WORK TASK: The records below are to be retyped in full, without any alteration.

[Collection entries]
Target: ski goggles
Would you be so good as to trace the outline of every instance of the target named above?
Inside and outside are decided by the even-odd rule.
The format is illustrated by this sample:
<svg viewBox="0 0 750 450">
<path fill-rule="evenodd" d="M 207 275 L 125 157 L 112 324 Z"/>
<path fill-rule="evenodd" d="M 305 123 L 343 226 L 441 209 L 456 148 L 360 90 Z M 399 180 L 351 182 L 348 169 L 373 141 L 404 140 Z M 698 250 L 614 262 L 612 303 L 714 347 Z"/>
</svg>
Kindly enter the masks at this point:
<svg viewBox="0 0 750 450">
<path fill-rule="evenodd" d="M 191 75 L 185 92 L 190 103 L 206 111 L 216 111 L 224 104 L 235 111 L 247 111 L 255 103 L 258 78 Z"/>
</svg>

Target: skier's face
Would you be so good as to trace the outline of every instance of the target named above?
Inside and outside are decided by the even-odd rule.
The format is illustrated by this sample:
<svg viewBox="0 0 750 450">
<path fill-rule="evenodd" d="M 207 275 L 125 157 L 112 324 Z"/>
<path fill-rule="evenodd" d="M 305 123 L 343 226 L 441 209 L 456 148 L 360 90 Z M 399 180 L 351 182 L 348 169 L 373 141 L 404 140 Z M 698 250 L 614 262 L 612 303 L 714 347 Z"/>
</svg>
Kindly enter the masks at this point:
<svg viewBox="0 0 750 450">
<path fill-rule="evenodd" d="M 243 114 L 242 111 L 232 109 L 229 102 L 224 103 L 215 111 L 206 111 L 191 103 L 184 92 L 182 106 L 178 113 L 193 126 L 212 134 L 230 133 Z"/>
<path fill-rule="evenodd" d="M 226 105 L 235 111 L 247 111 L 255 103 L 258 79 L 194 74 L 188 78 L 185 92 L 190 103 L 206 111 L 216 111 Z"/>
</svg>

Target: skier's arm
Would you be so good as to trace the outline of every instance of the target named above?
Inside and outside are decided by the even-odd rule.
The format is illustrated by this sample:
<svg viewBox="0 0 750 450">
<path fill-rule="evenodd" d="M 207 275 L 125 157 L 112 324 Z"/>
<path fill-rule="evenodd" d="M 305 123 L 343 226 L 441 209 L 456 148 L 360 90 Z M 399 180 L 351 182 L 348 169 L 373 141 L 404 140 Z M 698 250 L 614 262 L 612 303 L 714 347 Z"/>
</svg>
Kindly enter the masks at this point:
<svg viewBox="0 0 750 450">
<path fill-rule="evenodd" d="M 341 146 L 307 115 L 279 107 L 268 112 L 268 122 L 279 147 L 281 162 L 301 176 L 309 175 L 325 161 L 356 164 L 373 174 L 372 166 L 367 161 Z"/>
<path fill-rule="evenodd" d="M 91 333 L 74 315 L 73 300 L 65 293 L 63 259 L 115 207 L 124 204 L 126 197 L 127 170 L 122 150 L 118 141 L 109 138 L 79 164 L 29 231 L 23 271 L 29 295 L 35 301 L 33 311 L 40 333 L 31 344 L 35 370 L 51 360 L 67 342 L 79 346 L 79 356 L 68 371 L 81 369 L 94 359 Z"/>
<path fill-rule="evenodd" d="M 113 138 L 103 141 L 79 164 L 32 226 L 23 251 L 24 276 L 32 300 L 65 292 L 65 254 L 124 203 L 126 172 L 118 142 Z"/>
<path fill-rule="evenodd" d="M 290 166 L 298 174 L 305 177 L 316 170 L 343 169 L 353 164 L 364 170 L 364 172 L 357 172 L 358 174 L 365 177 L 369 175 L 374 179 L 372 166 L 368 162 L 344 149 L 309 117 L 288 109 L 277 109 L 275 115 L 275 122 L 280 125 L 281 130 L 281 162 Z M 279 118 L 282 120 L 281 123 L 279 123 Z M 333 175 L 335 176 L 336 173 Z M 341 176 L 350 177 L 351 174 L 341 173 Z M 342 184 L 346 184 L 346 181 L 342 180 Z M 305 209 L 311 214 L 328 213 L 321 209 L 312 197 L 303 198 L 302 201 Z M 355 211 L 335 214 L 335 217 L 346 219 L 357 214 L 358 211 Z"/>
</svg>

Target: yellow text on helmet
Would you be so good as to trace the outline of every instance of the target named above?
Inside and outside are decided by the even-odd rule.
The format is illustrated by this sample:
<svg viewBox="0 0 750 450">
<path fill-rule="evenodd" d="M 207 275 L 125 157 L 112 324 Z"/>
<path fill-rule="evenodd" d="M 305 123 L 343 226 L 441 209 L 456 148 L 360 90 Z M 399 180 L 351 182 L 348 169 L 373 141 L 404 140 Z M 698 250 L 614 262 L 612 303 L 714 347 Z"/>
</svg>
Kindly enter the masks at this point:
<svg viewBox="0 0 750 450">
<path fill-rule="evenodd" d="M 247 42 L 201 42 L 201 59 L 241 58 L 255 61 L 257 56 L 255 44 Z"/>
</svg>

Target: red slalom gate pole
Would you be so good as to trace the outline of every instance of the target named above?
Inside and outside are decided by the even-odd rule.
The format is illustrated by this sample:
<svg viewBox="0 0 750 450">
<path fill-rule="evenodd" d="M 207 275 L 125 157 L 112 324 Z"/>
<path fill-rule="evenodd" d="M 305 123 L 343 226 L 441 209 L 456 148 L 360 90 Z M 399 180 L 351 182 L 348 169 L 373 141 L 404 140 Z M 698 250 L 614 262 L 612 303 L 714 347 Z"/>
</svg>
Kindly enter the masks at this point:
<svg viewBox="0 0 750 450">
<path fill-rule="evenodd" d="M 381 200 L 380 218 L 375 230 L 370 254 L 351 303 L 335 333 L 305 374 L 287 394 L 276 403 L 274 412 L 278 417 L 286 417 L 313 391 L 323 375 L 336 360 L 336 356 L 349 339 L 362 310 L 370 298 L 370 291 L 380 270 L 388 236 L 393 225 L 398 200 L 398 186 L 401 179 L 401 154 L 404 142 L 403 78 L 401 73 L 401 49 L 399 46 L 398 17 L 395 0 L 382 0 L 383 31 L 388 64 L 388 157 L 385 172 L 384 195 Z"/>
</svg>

SOLVED EXERCISE:
Target: ski goggles
Would you be so good as to trace the outline of every instance of the target named above?
Inside and outside are decided by the even-odd rule.
The format is illustrated by this sample:
<svg viewBox="0 0 750 450">
<path fill-rule="evenodd" d="M 207 275 L 125 157 L 112 324 Z"/>
<path fill-rule="evenodd" d="M 305 123 L 343 226 L 441 209 L 456 148 L 360 90 Z M 399 180 L 351 182 L 348 169 L 373 141 L 404 140 Z M 698 250 L 614 262 L 612 303 L 714 347 Z"/>
</svg>
Kindly enter the masks at this point:
<svg viewBox="0 0 750 450">
<path fill-rule="evenodd" d="M 191 75 L 185 92 L 190 103 L 206 111 L 216 111 L 224 104 L 235 111 L 247 111 L 255 103 L 258 78 Z"/>
</svg>

Target: skier's face
Would you be so good as to trace the outline of every instance of the target named above?
Inside and outside are decided by the even-odd rule.
The format is illustrated by this sample:
<svg viewBox="0 0 750 450">
<path fill-rule="evenodd" d="M 207 275 L 125 157 L 112 324 Z"/>
<path fill-rule="evenodd" d="M 305 123 L 343 226 L 441 209 L 456 148 L 360 90 Z M 399 180 L 351 182 L 348 169 L 373 141 L 404 140 Z M 698 250 L 614 262 L 612 303 L 714 347 Z"/>
</svg>
Kindly enter the masks at this point:
<svg viewBox="0 0 750 450">
<path fill-rule="evenodd" d="M 243 114 L 242 111 L 232 109 L 229 102 L 224 103 L 215 111 L 206 111 L 191 103 L 184 92 L 182 106 L 178 113 L 193 126 L 212 134 L 230 133 Z"/>
<path fill-rule="evenodd" d="M 226 105 L 235 111 L 247 111 L 255 103 L 258 79 L 194 74 L 188 78 L 185 92 L 190 103 L 206 111 L 216 111 Z"/>
</svg>

Target: skier's arm
Would you be so good as to trace the outline of every instance of the target named above?
Inside and outside are decided by the even-odd rule.
The format is illustrated by this sample:
<svg viewBox="0 0 750 450">
<path fill-rule="evenodd" d="M 207 275 L 125 157 L 112 324 Z"/>
<path fill-rule="evenodd" d="M 305 123 L 343 226 L 441 209 L 456 148 L 360 90 Z M 399 180 L 351 182 L 348 169 L 373 141 L 404 140 Z M 698 250 L 614 262 L 612 303 L 714 347 Z"/>
</svg>
Kindly enter the masks at this point:
<svg viewBox="0 0 750 450">
<path fill-rule="evenodd" d="M 341 146 L 307 115 L 279 107 L 268 112 L 268 122 L 279 147 L 281 162 L 301 176 L 309 175 L 325 161 L 356 164 L 373 174 L 372 166 L 367 161 Z"/>
<path fill-rule="evenodd" d="M 91 333 L 74 315 L 73 300 L 65 293 L 63 259 L 115 207 L 124 204 L 126 197 L 127 170 L 122 150 L 118 141 L 109 138 L 79 164 L 29 231 L 23 271 L 29 295 L 35 301 L 33 311 L 40 333 L 31 344 L 35 370 L 51 360 L 67 342 L 79 346 L 79 356 L 68 371 L 81 369 L 94 359 Z"/>
<path fill-rule="evenodd" d="M 113 138 L 103 141 L 79 164 L 32 226 L 23 251 L 24 276 L 32 300 L 65 292 L 65 254 L 124 203 L 126 172 L 118 142 Z"/>
<path fill-rule="evenodd" d="M 290 166 L 298 174 L 305 177 L 316 170 L 343 169 L 353 164 L 364 170 L 364 172 L 357 172 L 358 174 L 365 177 L 369 175 L 374 179 L 372 166 L 368 162 L 344 149 L 309 117 L 288 109 L 277 109 L 275 115 L 275 122 L 280 125 L 281 130 L 281 162 Z M 279 118 L 282 120 L 281 123 L 279 123 Z M 333 175 L 335 176 L 336 173 Z M 341 176 L 350 177 L 351 174 L 341 173 Z M 342 184 L 346 184 L 346 181 L 342 180 Z M 305 209 L 311 214 L 328 213 L 321 209 L 312 197 L 303 198 L 302 201 Z M 355 211 L 335 214 L 335 217 L 346 219 L 357 214 L 358 211 Z"/>
</svg>

Target: yellow text on helmet
Would you be so good as to trace the outline of every instance of the target named above?
Inside and outside are decided by the even-odd rule.
The format is illustrated by this sample:
<svg viewBox="0 0 750 450">
<path fill-rule="evenodd" d="M 207 275 L 125 157 L 112 324 Z"/>
<path fill-rule="evenodd" d="M 305 123 L 343 226 L 441 209 L 456 148 L 360 90 Z M 399 180 L 351 182 L 348 169 L 373 141 L 404 140 Z M 698 250 L 614 262 L 612 303 L 714 347 Z"/>
</svg>
Kindly enter the masks at this point:
<svg viewBox="0 0 750 450">
<path fill-rule="evenodd" d="M 247 42 L 201 42 L 201 59 L 241 58 L 255 61 L 257 56 L 255 44 Z"/>
</svg>

Target: red slalom gate pole
Would you be so good as to trace the outline of every instance of the target named above?
Inside and outside are decided by the even-odd rule.
The format is illustrated by this sample:
<svg viewBox="0 0 750 450">
<path fill-rule="evenodd" d="M 207 275 L 125 157 L 112 324 Z"/>
<path fill-rule="evenodd" d="M 305 123 L 343 226 L 441 209 L 456 148 L 360 90 Z M 399 180 L 351 182 L 348 169 L 373 141 L 404 140 Z M 698 250 L 614 262 L 612 303 L 714 347 Z"/>
</svg>
Kindly enter the masks at this point:
<svg viewBox="0 0 750 450">
<path fill-rule="evenodd" d="M 381 200 L 380 218 L 375 230 L 370 254 L 351 303 L 335 333 L 305 374 L 287 394 L 276 403 L 274 412 L 278 417 L 286 417 L 313 391 L 323 375 L 336 360 L 336 356 L 349 339 L 362 310 L 370 298 L 370 291 L 380 270 L 388 236 L 393 225 L 398 200 L 398 186 L 401 179 L 401 154 L 404 142 L 403 78 L 401 73 L 401 49 L 399 46 L 398 17 L 395 0 L 382 0 L 383 31 L 388 64 L 388 157 L 385 172 L 384 195 Z"/>
</svg>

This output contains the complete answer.